__WHAT YOU HAVE TO DO__
Render every line of the listing below as a JSON array of strings, one string per line, with blank lines omitted.

↓↓↓

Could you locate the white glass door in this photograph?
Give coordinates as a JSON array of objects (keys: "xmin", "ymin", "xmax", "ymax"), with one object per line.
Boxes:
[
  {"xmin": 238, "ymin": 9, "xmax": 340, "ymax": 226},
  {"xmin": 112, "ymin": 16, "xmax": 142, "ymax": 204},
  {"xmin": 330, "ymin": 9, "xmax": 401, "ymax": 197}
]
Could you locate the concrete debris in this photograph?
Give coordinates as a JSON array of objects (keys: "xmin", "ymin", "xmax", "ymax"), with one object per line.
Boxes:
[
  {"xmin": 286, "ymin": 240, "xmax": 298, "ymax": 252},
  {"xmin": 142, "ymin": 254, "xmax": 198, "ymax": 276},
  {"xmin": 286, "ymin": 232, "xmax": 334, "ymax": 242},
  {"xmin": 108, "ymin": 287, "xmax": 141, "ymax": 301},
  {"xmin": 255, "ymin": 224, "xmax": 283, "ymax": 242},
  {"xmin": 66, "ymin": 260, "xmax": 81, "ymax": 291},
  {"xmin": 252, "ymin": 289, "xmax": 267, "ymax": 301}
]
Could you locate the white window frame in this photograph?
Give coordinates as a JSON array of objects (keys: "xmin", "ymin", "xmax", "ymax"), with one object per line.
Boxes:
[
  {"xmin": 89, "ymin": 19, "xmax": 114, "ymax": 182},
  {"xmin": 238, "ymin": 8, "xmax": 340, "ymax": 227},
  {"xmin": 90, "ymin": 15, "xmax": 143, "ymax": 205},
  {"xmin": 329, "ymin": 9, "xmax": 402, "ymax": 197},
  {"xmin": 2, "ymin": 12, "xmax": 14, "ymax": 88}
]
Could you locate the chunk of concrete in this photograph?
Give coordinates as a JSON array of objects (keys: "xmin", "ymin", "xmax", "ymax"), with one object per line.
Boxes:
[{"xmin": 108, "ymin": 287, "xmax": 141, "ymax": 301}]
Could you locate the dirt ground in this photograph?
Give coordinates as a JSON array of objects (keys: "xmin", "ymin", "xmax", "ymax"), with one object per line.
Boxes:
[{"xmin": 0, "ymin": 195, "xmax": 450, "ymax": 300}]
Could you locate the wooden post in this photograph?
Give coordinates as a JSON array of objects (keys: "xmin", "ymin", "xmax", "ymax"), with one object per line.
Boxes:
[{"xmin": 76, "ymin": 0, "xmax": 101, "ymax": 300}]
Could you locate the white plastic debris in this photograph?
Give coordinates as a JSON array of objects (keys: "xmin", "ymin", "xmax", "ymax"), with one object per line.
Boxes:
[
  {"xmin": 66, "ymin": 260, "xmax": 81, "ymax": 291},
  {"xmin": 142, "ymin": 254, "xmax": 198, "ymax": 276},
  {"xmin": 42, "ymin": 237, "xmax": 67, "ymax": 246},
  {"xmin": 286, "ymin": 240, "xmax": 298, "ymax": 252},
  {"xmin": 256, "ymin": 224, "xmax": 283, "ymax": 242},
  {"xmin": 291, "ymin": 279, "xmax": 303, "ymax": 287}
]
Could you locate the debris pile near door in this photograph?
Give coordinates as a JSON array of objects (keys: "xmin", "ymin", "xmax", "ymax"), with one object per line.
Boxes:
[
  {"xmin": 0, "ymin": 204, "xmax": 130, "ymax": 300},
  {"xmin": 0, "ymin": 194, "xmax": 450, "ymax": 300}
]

↑↑↑

__WORKED SOLUTION__
[
  "Could you locate the white glass door in this photograph?",
  "Give coordinates as a JSON array of objects (keys: \"xmin\", \"ymin\", \"xmax\", \"ymax\"), with one object per line.",
  "Boxes:",
  "[",
  "  {\"xmin\": 238, \"ymin\": 9, \"xmax\": 340, \"ymax\": 226},",
  "  {\"xmin\": 112, \"ymin\": 16, \"xmax\": 142, \"ymax\": 204},",
  "  {\"xmin\": 330, \"ymin\": 9, \"xmax\": 401, \"ymax\": 197}",
  "]",
  "Could you locate the concrete debris in this photograph?",
  "Give coordinates as a JSON array of objects (keys: \"xmin\", \"ymin\", \"xmax\", \"ymax\"), with one object per line.",
  "Boxes:",
  "[",
  "  {\"xmin\": 286, \"ymin\": 240, \"xmax\": 298, \"ymax\": 252},",
  "  {\"xmin\": 142, \"ymin\": 254, \"xmax\": 198, \"ymax\": 276},",
  "  {\"xmin\": 286, \"ymin\": 232, \"xmax\": 334, \"ymax\": 242},",
  "  {\"xmin\": 108, \"ymin\": 287, \"xmax\": 141, \"ymax\": 301},",
  "  {\"xmin\": 255, \"ymin\": 224, \"xmax\": 283, \"ymax\": 242},",
  "  {\"xmin\": 66, \"ymin\": 260, \"xmax\": 81, \"ymax\": 291},",
  "  {\"xmin\": 252, \"ymin\": 289, \"xmax\": 267, \"ymax\": 301}",
  "]",
  "Could you locate the white window frame in this photograph?",
  "Give coordinates as a JSON array of objects (keys: \"xmin\", \"ymin\", \"xmax\", \"ymax\"), with one object per line.",
  "Boxes:",
  "[",
  "  {\"xmin\": 89, \"ymin\": 19, \"xmax\": 114, \"ymax\": 182},",
  "  {\"xmin\": 238, \"ymin\": 8, \"xmax\": 340, \"ymax\": 227},",
  "  {\"xmin\": 90, \"ymin\": 15, \"xmax\": 143, \"ymax\": 205},",
  "  {\"xmin\": 329, \"ymin\": 9, \"xmax\": 402, \"ymax\": 197},",
  "  {\"xmin\": 2, \"ymin\": 12, \"xmax\": 14, \"ymax\": 88}",
  "]",
  "Could you locate the chunk of concrete in this photograph?",
  "Give coordinates as a JSON array of objects (keys: \"xmin\", \"ymin\", \"xmax\", \"ymax\"), with one object per line.",
  "Boxes:",
  "[{\"xmin\": 108, \"ymin\": 287, \"xmax\": 141, \"ymax\": 301}]",
  "Could you locate the dirt ground in this photograph?",
  "Give coordinates as a JSON array of objects (keys: \"xmin\", \"ymin\", \"xmax\", \"ymax\"), with one object per line.",
  "Boxes:",
  "[{\"xmin\": 0, \"ymin\": 195, \"xmax\": 450, \"ymax\": 300}]",
  "Could you locate the wooden post in this photograph?",
  "Give coordinates as a JSON array of objects (keys: \"xmin\", \"ymin\", \"xmax\", \"ymax\"), with one object per line.",
  "Boxes:",
  "[{\"xmin\": 76, \"ymin\": 0, \"xmax\": 101, \"ymax\": 300}]",
  "Could you locate the white plastic debris in this photograph?",
  "Give coordinates as a JSON array of objects (keys: \"xmin\", \"ymin\", \"xmax\", \"ymax\"), with one object per line.",
  "Boxes:",
  "[",
  "  {\"xmin\": 66, \"ymin\": 260, \"xmax\": 81, \"ymax\": 291},",
  "  {\"xmin\": 142, \"ymin\": 254, \"xmax\": 198, \"ymax\": 276},",
  "  {\"xmin\": 42, \"ymin\": 237, \"xmax\": 67, \"ymax\": 246},",
  "  {\"xmin\": 286, \"ymin\": 240, \"xmax\": 298, \"ymax\": 252},",
  "  {\"xmin\": 256, \"ymin\": 224, \"xmax\": 283, \"ymax\": 242},",
  "  {\"xmin\": 291, \"ymin\": 279, \"xmax\": 303, \"ymax\": 287}",
  "]",
  "Could you locate the debris pile near door in this photograph?",
  "Give coordinates as a JSON array of objects (keys: \"xmin\", \"ymin\", \"xmax\", \"ymax\"), with one object per line.",
  "Boxes:",
  "[",
  "  {\"xmin\": 0, \"ymin\": 204, \"xmax\": 130, \"ymax\": 300},",
  "  {\"xmin\": 0, \"ymin\": 194, \"xmax\": 450, \"ymax\": 300}",
  "]"
]